Records:
——
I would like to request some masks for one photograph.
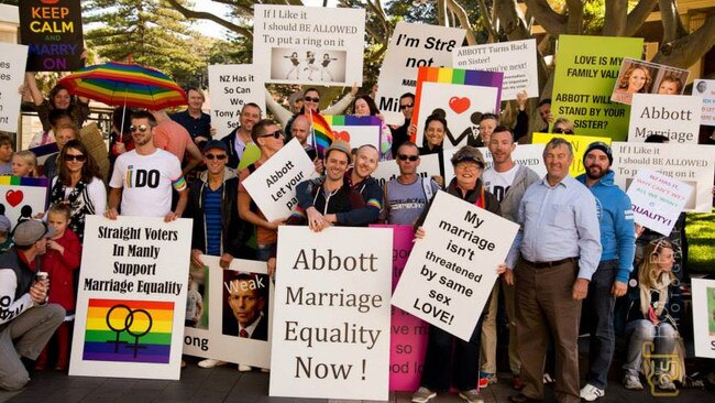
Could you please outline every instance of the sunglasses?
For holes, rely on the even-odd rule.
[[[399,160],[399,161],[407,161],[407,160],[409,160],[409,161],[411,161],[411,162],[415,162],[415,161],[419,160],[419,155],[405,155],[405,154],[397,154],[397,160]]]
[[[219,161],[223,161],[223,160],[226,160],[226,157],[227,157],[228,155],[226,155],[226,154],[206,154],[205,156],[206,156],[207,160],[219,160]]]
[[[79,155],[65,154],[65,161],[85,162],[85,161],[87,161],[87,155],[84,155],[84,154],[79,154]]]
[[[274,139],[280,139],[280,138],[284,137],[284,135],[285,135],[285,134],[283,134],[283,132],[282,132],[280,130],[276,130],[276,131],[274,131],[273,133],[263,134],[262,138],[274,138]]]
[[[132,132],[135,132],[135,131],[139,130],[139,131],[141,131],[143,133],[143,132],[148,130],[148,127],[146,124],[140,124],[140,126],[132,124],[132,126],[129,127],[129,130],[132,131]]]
——
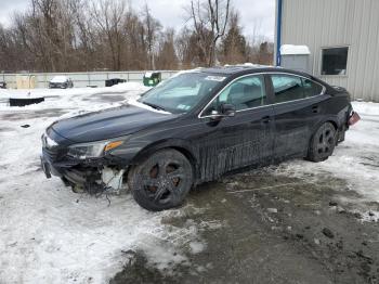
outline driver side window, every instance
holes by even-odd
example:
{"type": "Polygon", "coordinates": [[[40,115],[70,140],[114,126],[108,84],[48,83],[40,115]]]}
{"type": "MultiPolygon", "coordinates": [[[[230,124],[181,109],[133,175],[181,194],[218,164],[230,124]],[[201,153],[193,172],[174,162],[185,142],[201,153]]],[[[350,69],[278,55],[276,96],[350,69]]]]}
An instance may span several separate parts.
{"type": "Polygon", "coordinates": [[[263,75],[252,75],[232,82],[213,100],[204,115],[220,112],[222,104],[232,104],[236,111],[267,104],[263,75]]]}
——
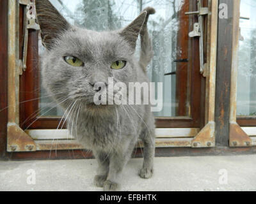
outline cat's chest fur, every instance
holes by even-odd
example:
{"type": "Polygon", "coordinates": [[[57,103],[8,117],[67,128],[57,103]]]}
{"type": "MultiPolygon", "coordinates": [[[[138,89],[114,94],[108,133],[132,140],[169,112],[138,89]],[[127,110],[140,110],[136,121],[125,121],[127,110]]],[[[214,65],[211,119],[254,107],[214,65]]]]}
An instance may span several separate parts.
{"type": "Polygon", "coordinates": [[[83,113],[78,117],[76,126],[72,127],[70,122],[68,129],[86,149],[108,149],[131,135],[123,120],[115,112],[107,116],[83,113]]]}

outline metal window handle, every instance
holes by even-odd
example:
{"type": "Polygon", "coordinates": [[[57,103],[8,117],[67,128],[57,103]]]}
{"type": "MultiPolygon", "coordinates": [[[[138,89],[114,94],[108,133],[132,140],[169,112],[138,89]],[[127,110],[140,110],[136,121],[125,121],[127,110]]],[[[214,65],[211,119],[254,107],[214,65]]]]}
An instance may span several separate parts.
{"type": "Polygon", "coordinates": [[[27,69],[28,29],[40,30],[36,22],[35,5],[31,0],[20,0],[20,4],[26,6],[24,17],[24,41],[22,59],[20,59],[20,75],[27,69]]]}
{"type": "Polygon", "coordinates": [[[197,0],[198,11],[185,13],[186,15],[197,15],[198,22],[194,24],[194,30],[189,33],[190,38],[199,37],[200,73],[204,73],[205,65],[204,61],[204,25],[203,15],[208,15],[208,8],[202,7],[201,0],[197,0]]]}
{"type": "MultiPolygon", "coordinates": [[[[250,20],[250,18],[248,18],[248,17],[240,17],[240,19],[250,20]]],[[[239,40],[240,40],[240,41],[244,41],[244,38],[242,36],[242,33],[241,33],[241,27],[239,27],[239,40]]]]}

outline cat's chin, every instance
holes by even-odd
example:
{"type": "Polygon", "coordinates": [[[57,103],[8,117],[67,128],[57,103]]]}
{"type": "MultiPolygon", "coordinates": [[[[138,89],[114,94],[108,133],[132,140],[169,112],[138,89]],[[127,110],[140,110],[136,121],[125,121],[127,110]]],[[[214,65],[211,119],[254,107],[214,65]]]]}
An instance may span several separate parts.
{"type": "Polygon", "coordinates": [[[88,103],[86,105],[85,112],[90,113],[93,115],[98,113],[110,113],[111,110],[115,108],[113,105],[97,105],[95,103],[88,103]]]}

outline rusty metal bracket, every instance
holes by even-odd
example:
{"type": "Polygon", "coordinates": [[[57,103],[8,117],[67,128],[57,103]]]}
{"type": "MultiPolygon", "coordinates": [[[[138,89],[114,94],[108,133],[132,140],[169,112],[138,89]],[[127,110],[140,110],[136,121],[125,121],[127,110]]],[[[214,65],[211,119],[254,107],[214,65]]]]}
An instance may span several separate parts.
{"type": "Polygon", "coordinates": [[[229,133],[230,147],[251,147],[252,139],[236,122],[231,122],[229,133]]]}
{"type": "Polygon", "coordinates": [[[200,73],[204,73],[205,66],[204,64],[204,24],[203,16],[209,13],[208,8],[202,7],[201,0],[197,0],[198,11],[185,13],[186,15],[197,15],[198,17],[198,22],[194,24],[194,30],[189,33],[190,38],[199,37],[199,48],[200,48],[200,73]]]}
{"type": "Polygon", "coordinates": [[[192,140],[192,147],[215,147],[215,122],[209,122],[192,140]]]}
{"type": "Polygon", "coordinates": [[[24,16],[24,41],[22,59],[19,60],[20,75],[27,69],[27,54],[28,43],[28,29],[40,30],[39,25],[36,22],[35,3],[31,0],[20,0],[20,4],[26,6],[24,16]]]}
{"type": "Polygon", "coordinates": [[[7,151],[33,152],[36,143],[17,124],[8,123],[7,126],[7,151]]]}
——
Copy out each line of the material above that contains the word "every".

Could you please outline every instance of the sunglasses?
outline driver side window, every instance
outline cat's chest fur, every instance
outline metal window handle, every instance
outline cat's chin, every instance
outline rusty metal bracket, every instance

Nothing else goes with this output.